Exercise materials ->
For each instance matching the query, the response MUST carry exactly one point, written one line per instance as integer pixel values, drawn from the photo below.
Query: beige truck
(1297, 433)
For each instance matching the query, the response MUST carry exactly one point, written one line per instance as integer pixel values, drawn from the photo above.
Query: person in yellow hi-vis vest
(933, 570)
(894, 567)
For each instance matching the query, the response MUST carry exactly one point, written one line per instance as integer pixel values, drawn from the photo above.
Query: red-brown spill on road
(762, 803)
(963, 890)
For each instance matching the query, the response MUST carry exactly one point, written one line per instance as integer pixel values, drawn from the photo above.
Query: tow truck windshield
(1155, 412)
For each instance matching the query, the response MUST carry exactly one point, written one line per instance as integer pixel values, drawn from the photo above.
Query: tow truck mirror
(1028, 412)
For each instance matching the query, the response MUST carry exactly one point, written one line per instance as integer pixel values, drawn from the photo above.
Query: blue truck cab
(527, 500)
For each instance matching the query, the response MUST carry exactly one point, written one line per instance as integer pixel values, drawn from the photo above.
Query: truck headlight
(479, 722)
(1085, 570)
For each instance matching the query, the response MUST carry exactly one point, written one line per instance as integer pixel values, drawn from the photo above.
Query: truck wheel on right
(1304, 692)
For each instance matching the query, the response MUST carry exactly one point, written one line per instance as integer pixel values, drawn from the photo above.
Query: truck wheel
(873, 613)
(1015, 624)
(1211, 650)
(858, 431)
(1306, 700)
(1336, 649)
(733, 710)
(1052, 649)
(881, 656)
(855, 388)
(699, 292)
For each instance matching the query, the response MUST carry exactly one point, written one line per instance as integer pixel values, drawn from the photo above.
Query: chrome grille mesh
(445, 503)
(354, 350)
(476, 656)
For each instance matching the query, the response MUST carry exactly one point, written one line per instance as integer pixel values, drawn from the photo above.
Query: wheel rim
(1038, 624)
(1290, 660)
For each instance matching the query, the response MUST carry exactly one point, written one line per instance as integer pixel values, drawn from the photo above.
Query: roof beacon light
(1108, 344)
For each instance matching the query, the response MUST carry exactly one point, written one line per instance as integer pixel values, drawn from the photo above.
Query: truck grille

Task prompt -> What is needed is an exact copy of every record above.

Response area ->
For each instance matching the query, the response MUST carry exactly one point, written one line per instance as integer pixel values, drawn from the photo below.
Query: beige truck
(1297, 433)
For each instance matching the query, the response MUST carry exactly one point, written one line per instance as integer pixel values, drawn from the photo above.
Query: person in yellow hi-vis vest
(933, 570)
(894, 567)
For each instance matching the query, the response MUST carry exactly one point, written one line per instance as integer pixel values, drawn from the photo above.
Query: red-brown spill on road
(762, 803)
(963, 890)
For each instance matching the query, the response MUST carry exactly one point, written one line per instance as integer pixel values, drawn from the photo above.
Query: tow truck windshield
(1155, 412)
For each instance matching the query, the response MUST carry exactly one point, written one line per instance as integer pixel values, drawn from the photo above.
Query: tow truck mirror
(1028, 412)
For each instance matching the query, the response MUST carry exactly one point, written one line per instance as integer pixel values, drawn from the photo above.
Query: blue truck cab
(527, 500)
For each instance matching the query, the response MUST carry exactly one point, written one line per instance as integer pixel values, drawn from the photo above.
Query: truck headlight
(479, 722)
(1085, 570)
For each instance matching the query, the response MUST carry exactly one point, written one line per instance as integer pixel values, drawn from the photo above.
Query: truck wheel on right
(1304, 692)
For each instance matching the query, the response MUST carry exactly one point, written one line per instance as integer pixel values, drawn from the photo above.
Query: truck wheel
(873, 613)
(1015, 624)
(1211, 650)
(858, 431)
(1306, 700)
(1336, 649)
(733, 710)
(1052, 649)
(881, 656)
(855, 388)
(699, 292)
For each instance matching the query, the response MUST carry exactly one point, written one line per instance as integer pixel values, drawn from the photo above.
Query: chrome grille mesh
(445, 503)
(354, 350)
(476, 656)
For each instance matching the query, the response MUST carry exactly one point, written one line per instance as integer pixel values, drawn from the photo above.
Query: wheel rim
(1038, 624)
(1290, 660)
For each instance matching the query, the response MUST carry exactly one point, written one line per instance as integer pixel values, drawn from the photo above.
Query: roof beacon light
(1108, 344)
For each instance matching the query, the response MUST carry exactly one point, written one line per instance as integer pixel values, drawn from the photo above.
Query: truck grille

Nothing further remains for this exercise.